С другой стороны, я не исключаю того, что Сталин намеренно утроил утечку информации о том, что к договору о ненападении будет приложен Секретный протокол. Смысл этой возможной утечки в том, чтобы англичане и французы, решая, приходить им на помощь Польше или бросить ее на произвол судьбы, не были бы до конца уверены в том, что Секретный протокол не содержит обязательств прямой военной помощи, что пакт о ненападении не является на самом деле договором о военном союзе, и поэтому не торопились оказывать Польше реальной военной помощи.
23 августа полпред в Варшаве Шаронов направил Молотову большое секретное политическое письмо. Полпред писал, что официальная политика Польши, декларируемая в речах и в прессе, мало соответствует политике, которую действительно проводит Варшава, и действительным отношениям с другими странами, в первую очередь с Англией, Францией и СССР.
Тесный военно-политический союз, взаимное доверие и мощная финансовая поддержка Англии существуют только на газетной бумаге.
– Англия видит в Польше форпост против Советского Союза;
– желает сама, а не вместе с Францией, держать в руках Польшу;
– имеет наглядный урок в виде печально закончившегося для Франции франко-польского содружества;
– учитывает невозможность для Польши самостоятельно выйти из финансового кризиса при демобилизации армии и промышленности;
– не хочет вновь видеть Польшу в более крепких, чем ранее, объятиях Германии, возможно даже в виде какого-либо «протектората», хотя и направленного против СССР, но угрожающего интересам Англии;
– усилившая Италию и Германию и видящая, что ее политика обратились против нее, и нуждающаяся в третьей державе для получения равновесия в Европе, которое должно было бы зависеть только от нее;
– не желает участвовать в возможной войне против держав «оси», особенно при отсутствии пакта с СССР, обеспечивающего ей возможность ограничиться минимальными резервами в исполнение ее договоров и гарантий, особенно по отношению к Франции и Польше;
– не желает возврата Германии к послеверсальскому – догитлеровскому состоянию, имея в виду и Францию, и СССР;
– встретила в Польше полковничье правительство, почувствовавшее свою ценность для Англии, не верящее в эффективную военную помощь Англии и в возможность не опасаться предательства и желающее продаться, по мнению англичан, слишком дорого;
– опасается влияния СССР на Прибалтику и старается не замечать проникновения в эти государства Германии (не говоря о положении Финляндии) – далеко не имеет «тесных» отношений с Польшей.
Несмотря на декларацию о взаимопомощи, договор пока не подписан, и только 10 августа посол Рачиньский представил Галифаксу ответ на проект английского правительства об этом, судя по имеющимся сведениям, договоре сроком на пять лет. 6 августа опять появилось сообщение, что пакт будет подписан не ранее чем через 2 недели.

* _МАТЕРИАЛ ДЛЯ ЗАДАНИЯ_
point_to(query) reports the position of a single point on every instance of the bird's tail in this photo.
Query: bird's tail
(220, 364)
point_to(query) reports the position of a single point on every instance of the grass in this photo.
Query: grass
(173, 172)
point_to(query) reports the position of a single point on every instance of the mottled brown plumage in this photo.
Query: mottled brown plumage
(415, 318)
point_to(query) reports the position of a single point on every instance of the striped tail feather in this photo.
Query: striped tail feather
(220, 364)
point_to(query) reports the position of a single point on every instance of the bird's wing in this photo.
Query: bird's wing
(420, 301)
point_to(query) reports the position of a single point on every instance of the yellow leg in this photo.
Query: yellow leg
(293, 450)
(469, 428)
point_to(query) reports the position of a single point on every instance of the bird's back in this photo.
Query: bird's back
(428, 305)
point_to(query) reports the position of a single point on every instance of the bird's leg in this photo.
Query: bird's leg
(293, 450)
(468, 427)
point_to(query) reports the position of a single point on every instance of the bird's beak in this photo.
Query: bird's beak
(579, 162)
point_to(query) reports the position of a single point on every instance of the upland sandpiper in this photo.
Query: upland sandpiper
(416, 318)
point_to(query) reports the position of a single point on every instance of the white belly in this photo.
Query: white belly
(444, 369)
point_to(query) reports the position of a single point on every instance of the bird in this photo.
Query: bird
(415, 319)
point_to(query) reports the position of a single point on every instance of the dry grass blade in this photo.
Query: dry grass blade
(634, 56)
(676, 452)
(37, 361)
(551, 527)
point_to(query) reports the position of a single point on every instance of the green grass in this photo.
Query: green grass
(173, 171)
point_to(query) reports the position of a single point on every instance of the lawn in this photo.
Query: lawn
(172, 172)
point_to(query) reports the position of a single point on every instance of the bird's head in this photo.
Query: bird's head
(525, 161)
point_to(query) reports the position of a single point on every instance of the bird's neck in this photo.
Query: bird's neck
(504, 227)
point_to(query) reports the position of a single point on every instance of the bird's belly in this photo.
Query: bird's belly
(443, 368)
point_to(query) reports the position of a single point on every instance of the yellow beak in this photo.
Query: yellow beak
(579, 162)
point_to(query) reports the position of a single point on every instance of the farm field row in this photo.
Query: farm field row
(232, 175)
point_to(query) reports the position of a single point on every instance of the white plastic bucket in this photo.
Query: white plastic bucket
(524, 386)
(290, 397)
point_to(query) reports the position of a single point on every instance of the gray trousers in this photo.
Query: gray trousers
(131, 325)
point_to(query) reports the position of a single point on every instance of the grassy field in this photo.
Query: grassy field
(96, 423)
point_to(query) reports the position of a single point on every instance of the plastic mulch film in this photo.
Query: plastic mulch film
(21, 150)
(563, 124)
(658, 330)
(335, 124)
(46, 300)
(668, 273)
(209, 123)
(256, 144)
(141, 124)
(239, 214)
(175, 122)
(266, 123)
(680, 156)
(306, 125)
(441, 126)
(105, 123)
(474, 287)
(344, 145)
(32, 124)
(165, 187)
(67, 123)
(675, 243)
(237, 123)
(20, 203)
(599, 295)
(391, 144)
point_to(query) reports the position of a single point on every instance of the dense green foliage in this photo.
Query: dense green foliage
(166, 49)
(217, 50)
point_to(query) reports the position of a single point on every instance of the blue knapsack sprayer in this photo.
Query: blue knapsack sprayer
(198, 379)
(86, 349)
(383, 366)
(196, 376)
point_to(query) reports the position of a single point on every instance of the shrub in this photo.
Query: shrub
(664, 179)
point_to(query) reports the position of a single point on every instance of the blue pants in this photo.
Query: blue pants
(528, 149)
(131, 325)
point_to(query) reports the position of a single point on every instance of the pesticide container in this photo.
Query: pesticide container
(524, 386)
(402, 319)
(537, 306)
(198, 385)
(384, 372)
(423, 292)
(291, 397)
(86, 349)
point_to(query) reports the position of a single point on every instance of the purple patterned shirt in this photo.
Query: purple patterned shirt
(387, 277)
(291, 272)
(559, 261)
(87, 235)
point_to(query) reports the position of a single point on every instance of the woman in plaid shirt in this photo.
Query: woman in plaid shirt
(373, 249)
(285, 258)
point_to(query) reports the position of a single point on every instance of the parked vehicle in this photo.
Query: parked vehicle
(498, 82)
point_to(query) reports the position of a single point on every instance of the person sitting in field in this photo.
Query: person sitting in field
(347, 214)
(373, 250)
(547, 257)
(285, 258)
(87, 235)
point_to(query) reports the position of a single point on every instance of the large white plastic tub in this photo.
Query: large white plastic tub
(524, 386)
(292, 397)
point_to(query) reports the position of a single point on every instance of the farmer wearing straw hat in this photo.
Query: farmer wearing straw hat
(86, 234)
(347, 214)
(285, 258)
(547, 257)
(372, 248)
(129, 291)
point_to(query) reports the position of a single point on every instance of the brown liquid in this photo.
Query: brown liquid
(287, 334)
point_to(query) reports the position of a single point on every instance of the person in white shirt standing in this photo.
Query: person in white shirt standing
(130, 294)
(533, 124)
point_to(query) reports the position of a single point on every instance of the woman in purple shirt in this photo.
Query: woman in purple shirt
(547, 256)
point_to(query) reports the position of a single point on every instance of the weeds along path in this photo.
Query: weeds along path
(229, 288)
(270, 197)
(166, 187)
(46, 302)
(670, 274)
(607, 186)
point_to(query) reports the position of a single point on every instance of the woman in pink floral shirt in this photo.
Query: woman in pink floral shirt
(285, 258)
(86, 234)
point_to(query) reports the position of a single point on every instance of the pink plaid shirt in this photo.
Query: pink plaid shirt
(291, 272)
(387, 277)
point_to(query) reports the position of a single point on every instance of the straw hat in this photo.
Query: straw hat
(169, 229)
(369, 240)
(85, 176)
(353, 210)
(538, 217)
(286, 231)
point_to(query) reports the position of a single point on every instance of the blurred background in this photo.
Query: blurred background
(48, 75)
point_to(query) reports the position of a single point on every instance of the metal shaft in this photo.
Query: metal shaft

* _ЧТО СДЕЛАТЬ_
1. Выведите дословно строки записей от строки, содержащей «shaft in this photo.», до конца записей, обе границы включительно.
2. Подхватите текст о пакте о ненападении и отношениях Польши с Англией и продолжите его, начиная сразу после последней фразы.

* _ОТВЕТЫ К ЗАДАНИЯМ_
1.
point_to(query) reports the position of a single point on every instance of the metal shaft in this photo.
Query: metal shaft

2.
Переговоры об английской финансовой помощи скандально провалились, и заем в 8 млн. фунтов стерлингов был дан, чтобы не демонстрировать взаимное недоверие, алчность поляков и сдержанность покупателей. Польская пресса почти не скрывала своего недовольства, и правительство опубликовало специальное коммюнике и инспирированные статьи с целью хотя бы отчасти ослабить тяжелое впечатление от этой неудачи. Несомненно, однако, что в дальнейшем поляки получат еще займы, но на столь же жестких условиях.
Переговоры Вольтата и Хадсона вызвали в Польше бурю возмущения «союзников», причем пресса старательно говорила только о Хадсоне и лишь позже чрезвычайно осторожно о правительстве Англии, и через два дня после этого появились инспирированные сообщения о немецкой пропаганде, распространяющей слухи об «измене» со стороны Англии.
Уайтхолл, несмотря на речь Бека 5 мая, декларации в парламенте, прессу и т. п. усиленно советует польскому правительству пойти на принципиальные уступки Германии (отсрочка решения вопроса о Данциге на 10 лет, т. е. отход от признания Данцига польским городом и т. п.).
Несмотря на бесчисленные декларации о военной помощи, польская общественность и даже правительственные круги (судя по речи Рыдз-Смиглы и разговорам Бека о советской помощи) убеждены в отдаленности и нереальности помощи Англии, особенно в тяжелые первые недели войны. Визит в июле Айронсайда это убеждение не изменил, и даже поляками он был представлен как, главным образом, ознакомление с польской армией.
Уайтхолл далек от мысли поддерживать «панславянские» стремления Польши в отношении Эстонии и Латвии и возможно даже Литвы (несмотря на сообщение о включении Литвы в пакт в пункте о косвенной агрессии). Лондон хочет оставить Германии собственную дорогу к СССР.
В разгар рекламирования тесных отношений и деклараций Чемберлена и Галифакса828 о помощи и т. п., Рыдз-Смиглы дважды повторил, что Польша обойдется и без союзников. Это слова маршала ярко характеризуют отношения и доверие «союзников» друг другу, не говоря о том, что это заявление является не только упреком, но и просто попыткой грубого шантажа одним «союзником» другого более богатого «союзника».
Несомненно, что Лондон в ближайшее время постарается всемерно укрепить свое влияние в Польше, пытаясь так же урегулировать польско-немецкие отношения, заставляя Варшаву сделать определенные уступки, как по Данцигу, хотя бы по таможенному вопросу и признанию де-юре милитаризации Данцига, так, возможно, и в Поморье. В то же время Англия не допустит ослабления политического напряжения, т. к., кроме политических соображений (в первую очередь необходимость заставить Польшу уступить Германии) путем постоянной угрозы войны, в благоприятном исходе которой уверенности нет, а также связанных с этим громадных расходов на содержание армии и т. д., переход Польши к более-менее «нормальному» и «мирному» положению потребует единовременно такой финансовой поддержки, которой Англия Польше не предоставит.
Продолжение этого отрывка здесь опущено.